For Francis, color played a key role in setting the tone: Ochres and greens in Anthony's apartment reflect his old age and personality. For Anne’s flat, Francis selected pastels and soft blues, as blue became a narrative device. Later, for instance, you’ll find harsher blues in the doctor's office. “It needed to feel functional, not cold,’’ Francis told ELLE Decor in an e-mail.

For the apartment’s exterior shots, the production team chose a typical mansion block in the Maida Vale neighborhood of West London. Inside, Francis incorporated subtle nods to British architects C.F.A. Voysey and Norman Shaw in the details, such as the internal doors that had an ‘‘Arts and Crafts flavor,’’ Francis said. “I love Arts and Crafts architecture and design in general. The architraves and moldings of the doors reflected Voysey details.’’

2

Ma Rainey’s Black Bottom

ma rainey's black bottom 2020 l to r chadwick boseman "levee", dusan brown "sylvester", colman domingo "cutler", michael potts "slow drag", viola davis "ma rainey", glynn turman "toldeo" cr david lee  netflix
David Lee / Courtesy of Netflix

Production design by Mark Ricker; set decoration by Karen O'Hara and Diana Stoughton.

Although George C. Wolfe’s adaptation of August Wilson’s 1982 play Ma Rainey's Black Bottom is a vignette of the music scene of the Roaring ’20s, glitz and glamour are far from what Ma Rainey (Viola Davis), ‘‘Queen of the Blues,’’ and her band (Chadwick Boseman, Coleman Domingo, Michael Potts, and Glynn Turman) experience in Chicago, as the singer fights for control over her music in a time of racial prejudices and injustices.

The film is set in Chicago but was actually filmed in Wilson’s hometown of Pittsburgh, so production designer Mark Ricker had some studying to do to get all the details of a 1920s-era Windy City right and ready for action.

Ricker was able to find the perfect location for the recording studio fitting Wolfe’s description: “a fantastic small vaudeville Victorian theater,” according to production notes. Unfortunately, a few days before shooting, that location fell through, so Ricker and his team built a studio on a soundstage. In the end the mishap worked in their favor, as they were able to add details that they wouldn’t have in the other location.

A huge part of the film was the claustrophobic atmosphere and heat the characters were feeling (indoors and outdoors) that, in turn, would make viewers uncomfortable. The design of a basement rehearsal room was especially crucial. Although Wolfe pictured a windowless room, Ricker and the cinematographer, Tobias Schliessler, decided to add one window to display the source of the heat and add a temporal quality. “We were literally going to track the light moving over the course of the film, and we’re very cognizant of the light as it pertains to the heat on this hot day in July in Chicago in 1927,” Ricker noted.

3

Mank

production design oscar nominee  mank
NETFLIX

Production design by Donald Graham Burt; set decoration by Jan Pascale.
==================================================
→ Aim of the task: Write the next part of the article on film production design, picking up after its last line.

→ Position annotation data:
==================================================
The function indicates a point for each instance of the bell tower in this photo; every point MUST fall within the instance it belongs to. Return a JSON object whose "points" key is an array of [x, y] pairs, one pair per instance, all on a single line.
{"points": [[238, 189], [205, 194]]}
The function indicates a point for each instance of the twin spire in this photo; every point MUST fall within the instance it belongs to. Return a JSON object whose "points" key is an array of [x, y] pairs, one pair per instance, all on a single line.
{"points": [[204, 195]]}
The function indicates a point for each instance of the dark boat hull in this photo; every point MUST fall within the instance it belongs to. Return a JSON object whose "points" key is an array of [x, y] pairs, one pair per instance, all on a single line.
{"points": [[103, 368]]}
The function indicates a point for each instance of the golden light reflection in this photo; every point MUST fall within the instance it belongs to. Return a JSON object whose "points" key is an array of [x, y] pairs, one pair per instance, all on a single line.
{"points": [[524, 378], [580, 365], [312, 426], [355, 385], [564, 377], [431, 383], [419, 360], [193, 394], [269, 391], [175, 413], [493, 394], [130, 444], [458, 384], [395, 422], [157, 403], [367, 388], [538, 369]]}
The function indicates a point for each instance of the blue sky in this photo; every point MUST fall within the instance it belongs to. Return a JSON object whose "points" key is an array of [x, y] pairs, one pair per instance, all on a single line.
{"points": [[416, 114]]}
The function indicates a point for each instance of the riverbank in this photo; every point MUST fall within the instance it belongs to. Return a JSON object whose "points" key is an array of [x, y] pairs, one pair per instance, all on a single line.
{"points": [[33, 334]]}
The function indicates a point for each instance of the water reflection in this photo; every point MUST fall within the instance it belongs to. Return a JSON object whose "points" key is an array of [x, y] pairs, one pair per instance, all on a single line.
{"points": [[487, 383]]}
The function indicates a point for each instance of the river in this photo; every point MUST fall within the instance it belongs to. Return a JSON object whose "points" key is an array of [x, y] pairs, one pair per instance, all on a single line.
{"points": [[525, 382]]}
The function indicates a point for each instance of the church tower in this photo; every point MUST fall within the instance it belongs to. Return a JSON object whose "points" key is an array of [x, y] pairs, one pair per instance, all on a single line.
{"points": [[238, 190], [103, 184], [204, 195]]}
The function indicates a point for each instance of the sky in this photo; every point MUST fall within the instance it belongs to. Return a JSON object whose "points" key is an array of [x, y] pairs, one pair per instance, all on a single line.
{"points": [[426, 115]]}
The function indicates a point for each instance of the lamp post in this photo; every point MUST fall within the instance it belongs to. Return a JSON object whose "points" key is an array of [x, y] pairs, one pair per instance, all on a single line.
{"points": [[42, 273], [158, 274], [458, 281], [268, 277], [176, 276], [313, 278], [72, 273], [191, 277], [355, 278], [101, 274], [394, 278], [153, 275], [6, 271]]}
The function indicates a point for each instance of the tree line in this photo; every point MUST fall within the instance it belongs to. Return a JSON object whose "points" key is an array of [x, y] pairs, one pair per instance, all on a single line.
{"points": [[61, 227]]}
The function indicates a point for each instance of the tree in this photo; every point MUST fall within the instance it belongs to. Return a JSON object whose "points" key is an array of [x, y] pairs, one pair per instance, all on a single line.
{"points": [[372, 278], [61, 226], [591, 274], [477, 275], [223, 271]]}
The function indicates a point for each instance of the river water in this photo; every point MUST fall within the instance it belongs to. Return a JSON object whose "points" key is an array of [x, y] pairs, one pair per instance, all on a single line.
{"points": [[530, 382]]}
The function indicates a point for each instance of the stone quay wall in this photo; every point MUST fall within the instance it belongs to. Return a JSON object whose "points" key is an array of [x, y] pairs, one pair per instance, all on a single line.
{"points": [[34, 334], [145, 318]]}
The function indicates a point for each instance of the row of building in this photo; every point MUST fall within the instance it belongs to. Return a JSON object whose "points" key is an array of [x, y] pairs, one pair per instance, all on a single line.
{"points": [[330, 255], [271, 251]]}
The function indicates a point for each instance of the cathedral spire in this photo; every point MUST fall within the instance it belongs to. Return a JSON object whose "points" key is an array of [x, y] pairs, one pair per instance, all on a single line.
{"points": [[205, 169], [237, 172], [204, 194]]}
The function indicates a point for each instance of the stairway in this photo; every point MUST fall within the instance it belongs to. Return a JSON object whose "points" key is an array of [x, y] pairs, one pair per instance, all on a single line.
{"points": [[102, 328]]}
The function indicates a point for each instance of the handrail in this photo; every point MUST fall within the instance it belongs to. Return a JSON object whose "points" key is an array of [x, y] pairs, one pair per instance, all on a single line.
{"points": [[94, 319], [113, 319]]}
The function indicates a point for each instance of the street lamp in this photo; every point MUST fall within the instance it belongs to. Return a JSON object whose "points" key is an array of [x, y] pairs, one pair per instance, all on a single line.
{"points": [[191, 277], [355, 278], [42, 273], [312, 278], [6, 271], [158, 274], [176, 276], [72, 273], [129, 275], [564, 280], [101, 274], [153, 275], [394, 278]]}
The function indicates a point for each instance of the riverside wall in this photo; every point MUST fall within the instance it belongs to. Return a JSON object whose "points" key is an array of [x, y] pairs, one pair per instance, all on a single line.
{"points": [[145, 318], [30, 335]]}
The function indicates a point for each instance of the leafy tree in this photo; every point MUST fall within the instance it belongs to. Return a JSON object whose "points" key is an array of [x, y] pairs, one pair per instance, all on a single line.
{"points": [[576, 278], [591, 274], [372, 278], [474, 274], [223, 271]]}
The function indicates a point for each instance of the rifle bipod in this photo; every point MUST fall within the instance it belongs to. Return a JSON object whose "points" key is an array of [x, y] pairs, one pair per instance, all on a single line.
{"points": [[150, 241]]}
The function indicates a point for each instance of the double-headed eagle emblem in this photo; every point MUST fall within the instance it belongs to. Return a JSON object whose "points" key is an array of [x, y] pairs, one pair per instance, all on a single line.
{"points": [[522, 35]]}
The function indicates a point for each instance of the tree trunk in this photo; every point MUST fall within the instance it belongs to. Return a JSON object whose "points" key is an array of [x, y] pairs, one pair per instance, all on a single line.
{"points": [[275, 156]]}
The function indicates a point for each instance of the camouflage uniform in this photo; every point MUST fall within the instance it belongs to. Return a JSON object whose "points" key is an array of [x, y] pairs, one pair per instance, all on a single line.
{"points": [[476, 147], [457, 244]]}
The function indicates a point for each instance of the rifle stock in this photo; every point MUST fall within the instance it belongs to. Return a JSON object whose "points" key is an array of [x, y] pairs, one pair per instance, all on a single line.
==================================================
→ Reply:
David Fincher's Mank is based on screenwriter Herman Mankiewicz’s (portrayed by Gary Oldman) time writing the script for the iconic film Citizen Kane. Coming in with 10 nominations, Mank is one of the most buzzed-about films of the year. Production designer Donald Graham Burt and Fincher have been working together since Zodiac (2007) and are clearly a winning combination. They’ve collaborated on Academy Award–nominated films (and winners) such as The Curious Case of Benjamin Button (2008), The Social Network (2010), and The Girl with the Dragon Tattoo (2011).

For Mank, Graham Burt had to create authentic sets to accurately convey the Golden Age of Hollywood and think about how the sets photographed in black and white. ‘‘There was certainly a learning curve in approaching the black-and-white aspect of the film,’’ Graham Burt told ELLE Decor in an e-mail. ‘‘We couldn’t scenic the interiors in tones of orange and green merely because it photographed well, as it would be too jarring and distracting to the actors and take away from the reality we were attempting to portray. We developed a language of colors that, combined with glazes, functioned to keep the sets feeling real while also lending themselves to the richness of the black and white.’’

If you asked the designer what the most challenging part was, it would be recreating the Hearst Castle, formerly called the San Simeon estate, where the lavish parties were set. Since filming was not allowed on the estate, Graham Burt was left with two options: scout similar-looking locations or recreate the famous structure. He went with the latter and managed to build it on a soundstage in eight weeks. The castle emulated many different architectural styles, among them, Spanish Colonial, Classical, and Gothic. But the most illuminating insights for a dining scene came from Hearst Castle Fare, a vintage cookbook. “It had details about gatherings, table arrangements, place settings, furnishings, drink menus, and food menus,” he shares in a statement.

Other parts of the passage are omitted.